Objective
Print the following listing word for word, keeping every line unchanged and in its original order.
* Begin Exercise inputs *
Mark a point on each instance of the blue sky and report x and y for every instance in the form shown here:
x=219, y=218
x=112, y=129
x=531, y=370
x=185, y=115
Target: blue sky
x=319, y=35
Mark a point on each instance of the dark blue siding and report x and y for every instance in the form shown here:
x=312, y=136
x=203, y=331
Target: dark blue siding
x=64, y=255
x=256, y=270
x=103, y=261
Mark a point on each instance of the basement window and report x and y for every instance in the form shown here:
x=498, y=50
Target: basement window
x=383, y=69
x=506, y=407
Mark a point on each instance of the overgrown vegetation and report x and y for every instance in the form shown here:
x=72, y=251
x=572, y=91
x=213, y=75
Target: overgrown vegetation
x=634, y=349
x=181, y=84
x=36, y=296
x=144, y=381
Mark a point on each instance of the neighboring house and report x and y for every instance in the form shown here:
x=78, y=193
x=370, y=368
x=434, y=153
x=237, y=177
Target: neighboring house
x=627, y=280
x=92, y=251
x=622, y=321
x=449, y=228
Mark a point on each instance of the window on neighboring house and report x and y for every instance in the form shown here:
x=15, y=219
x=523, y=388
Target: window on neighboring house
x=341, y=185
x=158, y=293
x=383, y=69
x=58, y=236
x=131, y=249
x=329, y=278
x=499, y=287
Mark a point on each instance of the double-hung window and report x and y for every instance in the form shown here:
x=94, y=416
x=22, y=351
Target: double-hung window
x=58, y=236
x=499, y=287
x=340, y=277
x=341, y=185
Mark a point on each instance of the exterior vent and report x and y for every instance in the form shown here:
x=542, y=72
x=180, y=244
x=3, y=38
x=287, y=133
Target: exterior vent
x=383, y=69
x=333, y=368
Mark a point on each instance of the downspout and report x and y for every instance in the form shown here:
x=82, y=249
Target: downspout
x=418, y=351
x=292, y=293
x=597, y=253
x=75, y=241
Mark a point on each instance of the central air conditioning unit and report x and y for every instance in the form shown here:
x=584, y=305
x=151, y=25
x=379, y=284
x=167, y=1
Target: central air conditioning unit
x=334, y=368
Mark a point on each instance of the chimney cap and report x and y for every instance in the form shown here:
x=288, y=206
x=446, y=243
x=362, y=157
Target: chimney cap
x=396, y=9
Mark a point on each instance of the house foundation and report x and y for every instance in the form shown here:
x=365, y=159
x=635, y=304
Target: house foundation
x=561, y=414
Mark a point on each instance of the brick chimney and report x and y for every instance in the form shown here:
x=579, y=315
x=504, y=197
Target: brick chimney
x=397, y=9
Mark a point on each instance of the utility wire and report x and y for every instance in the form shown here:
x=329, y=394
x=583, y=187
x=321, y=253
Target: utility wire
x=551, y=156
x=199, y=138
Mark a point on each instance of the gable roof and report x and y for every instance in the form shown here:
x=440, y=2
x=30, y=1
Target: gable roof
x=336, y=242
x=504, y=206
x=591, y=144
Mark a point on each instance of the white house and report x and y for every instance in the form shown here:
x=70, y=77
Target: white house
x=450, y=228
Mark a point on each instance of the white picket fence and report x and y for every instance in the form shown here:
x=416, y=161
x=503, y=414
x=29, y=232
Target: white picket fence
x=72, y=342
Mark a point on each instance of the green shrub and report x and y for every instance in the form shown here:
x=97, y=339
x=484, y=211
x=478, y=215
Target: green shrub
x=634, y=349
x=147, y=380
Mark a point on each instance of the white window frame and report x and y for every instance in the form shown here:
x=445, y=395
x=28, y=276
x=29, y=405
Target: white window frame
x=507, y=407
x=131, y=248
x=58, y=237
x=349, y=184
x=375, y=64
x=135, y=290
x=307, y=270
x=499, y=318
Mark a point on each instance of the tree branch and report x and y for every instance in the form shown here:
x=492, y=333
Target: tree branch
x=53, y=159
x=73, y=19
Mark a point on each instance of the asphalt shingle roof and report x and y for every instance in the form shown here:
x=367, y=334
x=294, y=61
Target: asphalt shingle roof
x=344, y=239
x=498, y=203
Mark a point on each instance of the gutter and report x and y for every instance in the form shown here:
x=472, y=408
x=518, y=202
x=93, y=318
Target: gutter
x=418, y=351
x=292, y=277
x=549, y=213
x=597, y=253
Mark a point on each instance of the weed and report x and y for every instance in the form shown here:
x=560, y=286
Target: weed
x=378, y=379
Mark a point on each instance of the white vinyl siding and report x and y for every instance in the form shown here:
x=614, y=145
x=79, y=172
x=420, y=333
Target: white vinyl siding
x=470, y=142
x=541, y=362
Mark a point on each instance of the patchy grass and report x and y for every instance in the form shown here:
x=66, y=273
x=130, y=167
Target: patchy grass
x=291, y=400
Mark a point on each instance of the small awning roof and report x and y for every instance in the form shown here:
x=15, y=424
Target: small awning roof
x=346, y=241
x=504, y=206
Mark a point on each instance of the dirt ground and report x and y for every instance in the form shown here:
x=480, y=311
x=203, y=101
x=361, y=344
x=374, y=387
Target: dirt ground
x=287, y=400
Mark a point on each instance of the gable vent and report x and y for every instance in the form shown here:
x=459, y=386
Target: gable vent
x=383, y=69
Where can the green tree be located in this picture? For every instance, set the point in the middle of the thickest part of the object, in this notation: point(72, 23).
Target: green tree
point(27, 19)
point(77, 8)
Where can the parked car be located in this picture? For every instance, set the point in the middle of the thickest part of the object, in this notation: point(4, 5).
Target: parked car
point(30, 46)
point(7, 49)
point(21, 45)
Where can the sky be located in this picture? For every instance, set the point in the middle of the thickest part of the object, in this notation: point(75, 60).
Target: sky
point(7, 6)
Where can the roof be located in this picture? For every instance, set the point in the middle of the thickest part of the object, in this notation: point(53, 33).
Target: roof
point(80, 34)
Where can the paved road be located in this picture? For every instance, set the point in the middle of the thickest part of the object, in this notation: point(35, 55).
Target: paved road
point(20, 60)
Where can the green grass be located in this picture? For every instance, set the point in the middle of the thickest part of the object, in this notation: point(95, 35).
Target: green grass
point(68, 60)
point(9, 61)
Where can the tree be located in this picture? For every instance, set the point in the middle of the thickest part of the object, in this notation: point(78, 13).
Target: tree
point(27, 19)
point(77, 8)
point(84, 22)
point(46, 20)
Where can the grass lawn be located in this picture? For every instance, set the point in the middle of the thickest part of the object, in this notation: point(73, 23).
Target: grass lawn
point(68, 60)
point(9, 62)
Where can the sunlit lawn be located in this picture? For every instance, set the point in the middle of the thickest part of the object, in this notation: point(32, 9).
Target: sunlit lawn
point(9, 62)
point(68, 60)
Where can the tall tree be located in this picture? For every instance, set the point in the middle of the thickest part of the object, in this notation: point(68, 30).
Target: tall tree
* End Exercise inputs *
Task output
Mark a point on each instance of the blue sky and report x and y for every instance in the form shown here:
x=219, y=218
x=112, y=129
x=531, y=370
x=185, y=115
Target: blue sky
x=319, y=35
Mark a point on each instance of the dark blue siding and report x and y for every instance in the form shown here:
x=312, y=136
x=203, y=331
Target: dark blue siding
x=64, y=255
x=256, y=270
x=103, y=261
Mark a point on each instance of the basement window and report x and y for every instance in the form shown here:
x=498, y=50
Target: basement window
x=383, y=69
x=506, y=407
Mark a point on each instance of the overgrown vegetation and report x and y for every instance in the form shown here:
x=72, y=251
x=572, y=91
x=213, y=75
Target: overgrown vegetation
x=634, y=349
x=181, y=84
x=36, y=296
x=144, y=381
Mark a point on each instance of the neighboring house and report x and y for every instance in the form shown here:
x=78, y=193
x=370, y=368
x=434, y=153
x=237, y=177
Target: neighboring house
x=627, y=280
x=92, y=251
x=622, y=321
x=449, y=228
Mark a point on each instance of the window on neighboring house and report x and y for every instance in the form shown here:
x=15, y=219
x=523, y=388
Target: window on neighboring house
x=341, y=185
x=158, y=293
x=383, y=69
x=58, y=236
x=131, y=249
x=329, y=278
x=499, y=287
Mark a point on each instance of the double-hung window and report x and y for every instance in the form shown here:
x=94, y=416
x=22, y=351
Target: double-hung window
x=58, y=236
x=499, y=287
x=340, y=277
x=341, y=185
Mark a point on each instance of the exterior vent and report x and y for every instance in the form shown here:
x=542, y=72
x=180, y=244
x=3, y=38
x=287, y=133
Target: exterior vent
x=383, y=69
x=333, y=368
Mark a point on each instance of the downspout and report x and y for every instance in the form shown here:
x=82, y=249
Target: downspout
x=418, y=351
x=292, y=293
x=597, y=253
x=75, y=241
Mark a point on each instance of the central air conditioning unit and report x and y for every instance in the form shown here:
x=584, y=305
x=151, y=25
x=379, y=284
x=167, y=1
Target: central air conditioning unit
x=334, y=368
Mark a point on each instance of the chimney cap and report x and y for every instance in the form shown here:
x=288, y=206
x=446, y=243
x=362, y=157
Target: chimney cap
x=396, y=9
Mark a point on each instance of the house foundation and report x and y for every instance in the form shown here:
x=365, y=159
x=635, y=304
Target: house foundation
x=561, y=414
Mark a point on each instance of the brick chimney and report x and y for every instance in the form shown here:
x=579, y=315
x=504, y=197
Target: brick chimney
x=397, y=9
Mark a point on each instance of the utility wire and report x and y for every instance in the form shown here:
x=329, y=394
x=583, y=187
x=321, y=253
Target: utility wire
x=551, y=156
x=199, y=138
Mark a point on each instance of the gable roof and report x and y for every instance in the form shown here:
x=440, y=2
x=30, y=1
Target: gable roof
x=336, y=242
x=504, y=206
x=591, y=144
Mark a point on each instance of the white house and report x and y for every instance in the form shown here:
x=70, y=77
Target: white house
x=450, y=228
Mark a point on each instance of the white picket fence and report x and y for every instance in the form shown here:
x=416, y=161
x=503, y=414
x=29, y=232
Target: white picket fence
x=72, y=342
Mark a point on each instance of the green shrub and report x and y for every instance in the form shown here:
x=97, y=339
x=484, y=211
x=478, y=215
Target: green shrub
x=634, y=349
x=147, y=380
Mark a point on each instance of the white window frame and report x and y for every instance in the form shown here:
x=445, y=395
x=28, y=276
x=29, y=405
Target: white window frame
x=507, y=407
x=131, y=248
x=58, y=237
x=349, y=184
x=375, y=64
x=135, y=290
x=307, y=270
x=499, y=318
Mark a point on each instance of the tree branch and report x and y for every instance in the form shown here:
x=492, y=333
Target: tree branch
x=53, y=159
x=73, y=19
Mark a point on each instance of the asphalt shingle roof and report x and y for every instance in the form shown here:
x=367, y=334
x=294, y=61
Target: asphalt shingle roof
x=344, y=239
x=498, y=203
Mark a point on each instance of the gutter and report x and y for every instance in the form shown here:
x=472, y=408
x=518, y=202
x=93, y=318
Target: gutter
x=418, y=351
x=292, y=277
x=549, y=213
x=597, y=253
Mark a point on each instance of the weed and report x and y for every instance in the form shown here:
x=560, y=286
Target: weed
x=378, y=379
Mark a point on each instance of the white vinyl siding and report x and y for every instance in the form shown here:
x=614, y=145
x=79, y=172
x=420, y=333
Target: white vinyl siding
x=470, y=142
x=541, y=362
Mark a point on each instance of the patchy grass and report x and y for every instance in the form shown here:
x=66, y=273
x=130, y=167
Target: patchy grass
x=291, y=400
Mark a point on each instance of the small awning roof and report x and y for every instance in the form shown here:
x=15, y=424
Target: small awning roof
x=346, y=241
x=504, y=206
Mark a point on each instance of the dirt ground and report x and y for every instance in the form shown here:
x=480, y=311
x=203, y=101
x=361, y=344
x=374, y=387
Target: dirt ground
x=287, y=400
Mark a point on each instance of the gable vent and report x and y for every instance in the form shown here:
x=459, y=386
Target: gable vent
x=383, y=69
Where can the green tree be located in this picture? For every instance, set the point in the middle of the thickest part of the object, in this notation: point(72, 23).
Target: green tree
point(27, 19)
point(77, 8)
Where can the parked car be located in this picture? For every instance, set the point in the middle of the thickest part of the object, in this notation: point(4, 5).
Target: parked car
point(30, 46)
point(7, 49)
point(21, 45)
Where can the sky be located in this picture? For every instance, set the point in the middle of the thickest part of the object, in this notation: point(75, 60).
Target: sky
point(7, 6)
Where can the roof be located in this picture? For every instance, set the point in the middle of the thickest part of the object, in this notation: point(53, 33).
Target: roof
point(80, 34)
Where can the paved road be located in this picture? For every instance, set the point in the middle of the thickest part of the object, in this notation: point(35, 55).
Target: paved road
point(20, 60)
Where can the green grass be located in this picture? For every instance, set the point in the middle of the thickest part of the object, in this notation: point(95, 35).
Target: green grass
point(68, 60)
point(9, 61)
Where can the tree be located in this picture? For every instance, set the point in the middle of the thickest part of the object, in this notation: point(78, 13).
Target: tree
point(27, 19)
point(77, 8)
point(84, 22)
point(46, 20)
Where can the grass lawn be located in this picture? For every instance, set the point in the middle of the thickest part of the object, in this notation: point(73, 23).
Target: grass lawn
point(68, 60)
point(9, 62)
Where can the sunlit lawn be located in this picture? For every instance, set the point in the middle of the thickest part of the object, in this notation: point(32, 9).
Target: sunlit lawn
point(9, 62)
point(68, 60)
Where can the tall tree be located in this picture? For every instance, set the point in the middle of the thickest part of the object, in this notation: point(68, 30).
Target: tall tree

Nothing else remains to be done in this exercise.